● Activity: Take each line below that has "jersey" and copy it.

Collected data
Segment Open

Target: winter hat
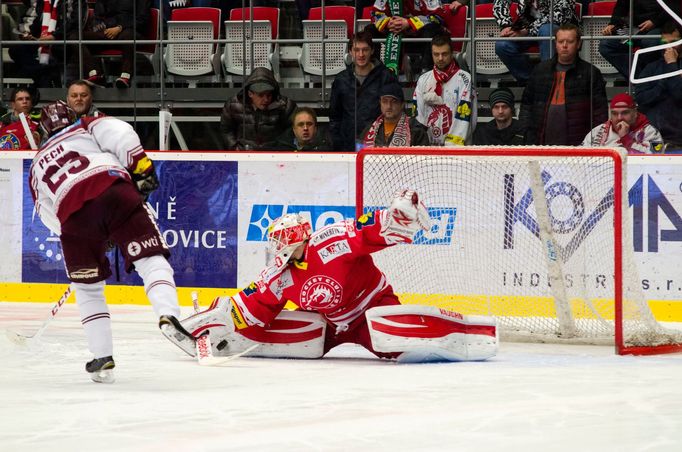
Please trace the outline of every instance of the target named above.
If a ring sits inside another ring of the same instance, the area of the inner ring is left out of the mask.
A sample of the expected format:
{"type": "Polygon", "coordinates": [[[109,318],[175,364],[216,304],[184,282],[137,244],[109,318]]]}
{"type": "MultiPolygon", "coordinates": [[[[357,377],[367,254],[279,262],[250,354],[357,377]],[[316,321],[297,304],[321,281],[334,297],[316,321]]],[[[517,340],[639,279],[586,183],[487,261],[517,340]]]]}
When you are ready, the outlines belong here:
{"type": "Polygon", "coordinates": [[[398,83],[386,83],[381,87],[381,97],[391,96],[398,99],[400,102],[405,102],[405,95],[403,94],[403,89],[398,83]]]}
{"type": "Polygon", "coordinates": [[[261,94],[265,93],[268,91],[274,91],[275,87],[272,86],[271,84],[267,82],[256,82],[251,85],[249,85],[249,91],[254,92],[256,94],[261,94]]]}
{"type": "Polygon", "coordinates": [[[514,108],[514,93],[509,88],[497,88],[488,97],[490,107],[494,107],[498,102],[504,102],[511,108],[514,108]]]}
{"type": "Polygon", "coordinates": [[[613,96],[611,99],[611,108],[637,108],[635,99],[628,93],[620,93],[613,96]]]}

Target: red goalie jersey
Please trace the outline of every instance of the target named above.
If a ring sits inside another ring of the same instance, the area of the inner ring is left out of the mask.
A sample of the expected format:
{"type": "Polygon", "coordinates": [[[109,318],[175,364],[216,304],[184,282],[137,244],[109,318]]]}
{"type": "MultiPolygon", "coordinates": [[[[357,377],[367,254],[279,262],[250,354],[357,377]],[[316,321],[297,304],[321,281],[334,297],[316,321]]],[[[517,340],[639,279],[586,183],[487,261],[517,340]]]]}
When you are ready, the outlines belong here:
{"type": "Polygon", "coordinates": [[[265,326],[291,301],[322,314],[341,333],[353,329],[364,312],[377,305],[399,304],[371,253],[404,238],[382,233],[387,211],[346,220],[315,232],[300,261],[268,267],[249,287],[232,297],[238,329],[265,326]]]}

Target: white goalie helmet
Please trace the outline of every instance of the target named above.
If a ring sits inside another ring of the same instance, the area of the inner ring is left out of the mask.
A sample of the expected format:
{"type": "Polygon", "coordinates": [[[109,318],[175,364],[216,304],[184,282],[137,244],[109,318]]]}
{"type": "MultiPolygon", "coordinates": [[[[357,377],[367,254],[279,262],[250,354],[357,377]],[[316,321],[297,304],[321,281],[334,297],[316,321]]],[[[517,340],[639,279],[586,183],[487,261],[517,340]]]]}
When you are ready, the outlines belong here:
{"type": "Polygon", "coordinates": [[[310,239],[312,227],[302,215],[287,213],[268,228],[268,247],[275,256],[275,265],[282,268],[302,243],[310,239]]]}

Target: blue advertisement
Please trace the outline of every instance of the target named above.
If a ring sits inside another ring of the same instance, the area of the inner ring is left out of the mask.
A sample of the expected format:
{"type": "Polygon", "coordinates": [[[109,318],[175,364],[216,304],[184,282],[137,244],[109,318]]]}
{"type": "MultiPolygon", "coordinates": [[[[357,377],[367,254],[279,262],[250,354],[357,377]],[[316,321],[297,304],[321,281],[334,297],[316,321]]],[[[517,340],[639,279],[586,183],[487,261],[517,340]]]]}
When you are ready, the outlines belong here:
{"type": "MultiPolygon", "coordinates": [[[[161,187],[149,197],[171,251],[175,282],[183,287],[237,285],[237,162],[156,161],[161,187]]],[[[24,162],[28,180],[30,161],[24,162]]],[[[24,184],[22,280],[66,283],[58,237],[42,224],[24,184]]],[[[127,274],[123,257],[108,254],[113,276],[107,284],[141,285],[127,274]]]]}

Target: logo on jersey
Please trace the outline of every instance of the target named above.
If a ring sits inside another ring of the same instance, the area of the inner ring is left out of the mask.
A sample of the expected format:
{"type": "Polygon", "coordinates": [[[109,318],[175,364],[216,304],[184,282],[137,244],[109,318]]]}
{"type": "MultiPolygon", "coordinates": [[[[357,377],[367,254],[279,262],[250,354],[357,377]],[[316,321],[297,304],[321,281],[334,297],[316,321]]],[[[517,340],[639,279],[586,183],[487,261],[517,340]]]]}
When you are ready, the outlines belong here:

Segment Closed
Segment Open

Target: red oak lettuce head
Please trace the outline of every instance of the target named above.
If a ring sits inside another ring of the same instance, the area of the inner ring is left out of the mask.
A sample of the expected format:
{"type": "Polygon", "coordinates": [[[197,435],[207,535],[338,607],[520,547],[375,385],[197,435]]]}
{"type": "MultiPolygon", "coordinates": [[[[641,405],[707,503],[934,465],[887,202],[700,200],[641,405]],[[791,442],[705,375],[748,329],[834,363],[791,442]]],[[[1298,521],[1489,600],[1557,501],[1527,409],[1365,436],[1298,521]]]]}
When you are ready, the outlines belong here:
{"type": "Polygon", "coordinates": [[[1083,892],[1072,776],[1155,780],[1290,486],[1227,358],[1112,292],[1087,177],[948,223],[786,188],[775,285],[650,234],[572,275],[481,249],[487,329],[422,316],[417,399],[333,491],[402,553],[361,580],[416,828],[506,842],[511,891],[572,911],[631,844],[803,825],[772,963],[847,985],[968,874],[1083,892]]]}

Segment Closed

● Output for this task:
Target: red goalie jersey
Target: logo on jersey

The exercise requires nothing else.